[Top][All Lists]
[Date Prev][Date Next][Thread Prev][Thread Next][Date Index][Thread Index]
[Qemu-devel] [PATCH 13/14] softfloat: Add float/double to 16 bit integer
From: |
Peter Maydell |
Subject: |
[Qemu-devel] [PATCH 13/14] softfloat: Add float/double to 16 bit integer conversion functions |
Date: |
Tue, 7 Dec 2010 15:43:42 +0000 |
The ARM architecture needs float/double to 16 bit integer conversions.
(The 32 bit versions aren't sufficient because of the requirement
to saturate at 16 bit MAXINT/MININT and to get the exception bits right.)
Signed-off-by: Peter Maydell <address@hidden>
Reviewed-by: Nathan Froyd <address@hidden>
---
fpu/softfloat.c | 136 +++++++++++++++++++++++++++++++++++++++++++++++++++++++
fpu/softfloat.h | 4 ++
2 files changed, 140 insertions(+), 0 deletions(-)
diff --git a/fpu/softfloat.c b/fpu/softfloat.c
index 0b82797..6f5b05d 100644
--- a/fpu/softfloat.c
+++ b/fpu/softfloat.c
@@ -1355,6 +1355,55 @@ int32 float32_to_int32_round_to_zero( float32 a
STATUS_PARAM )

_Exercise set_:
1: Reproduce the part of the softfloat patch email from "Signed-off-by: Peter Maydell" up to and including "STATUS_PARAM )".
2: In the softfloat patch email, why aren't the 32 bit conversion versions sufficient for the ARM architecture?
3: Resume the softfloat patch email from the point where it stops.

_Entries shown_:
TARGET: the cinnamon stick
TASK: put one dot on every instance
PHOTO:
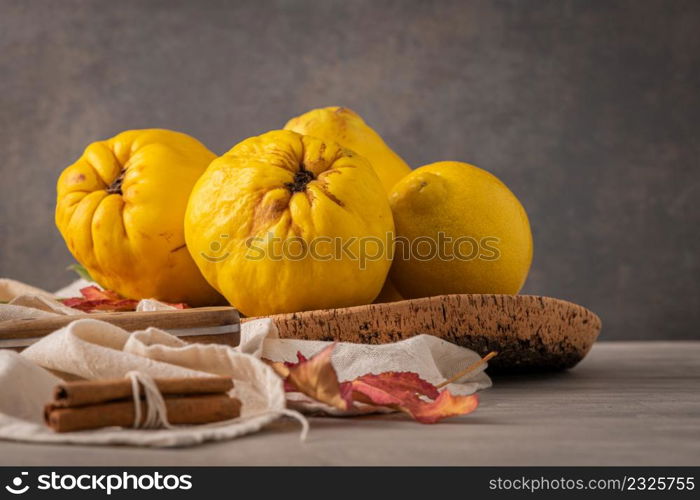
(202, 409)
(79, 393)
--
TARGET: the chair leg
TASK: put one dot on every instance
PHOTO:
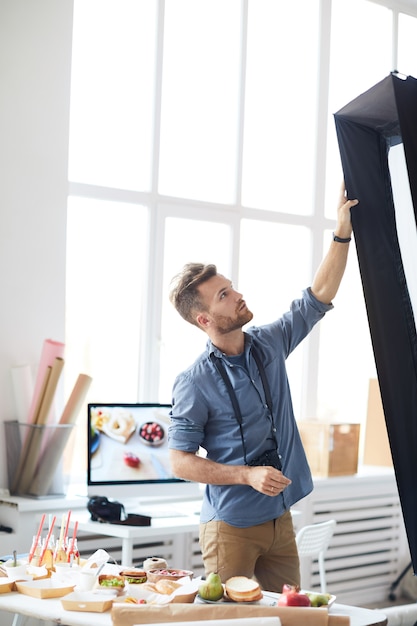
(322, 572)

_Results in order_:
1:
Signed-off-by: Peter Maydell <address@hidden>
Reviewed-by: Nathan Froyd <address@hidden>
---
fpu/softfloat.c | 136 +++++++++++++++++++++++++++++++++++++++++++++++++++++++
fpu/softfloat.h | 4 ++
2 files changed, 140 insertions(+), 0 deletions(-)
diff --git a/fpu/softfloat.c b/fpu/softfloat.c
index 0b82797..6f5b05d 100644
--- a/fpu/softfloat.c
+++ b/fpu/softfloat.c
@@ -1355,6 +1355,55 @@ int32 float32_to_int32_round_to_zero( float32 a
STATUS_PARAM )

2: Because of the requirement to saturate at 16 bit MAXINT/MININT and to get the exception bits right.

3:
/*----------------------------------------------------------------------------
| Returns the result of converting the single-precision floating-point value
+| `a' to the 16-bit two's complement integer format. The conversion is
+| performed according to the IEC/IEEE Standard for Binary Floating-Point
+| Arithmetic, except that the conversion is always rounded toward zero.
+| If `a' is a NaN, the largest positive integer is returned. Otherwise, if
+| the conversion overflows, the largest integer with the same sign as `a' is
+| returned.
+*----------------------------------------------------------------------------*/
+
+int16 float32_to_int16_round_to_zero( float32 a STATUS_PARAM )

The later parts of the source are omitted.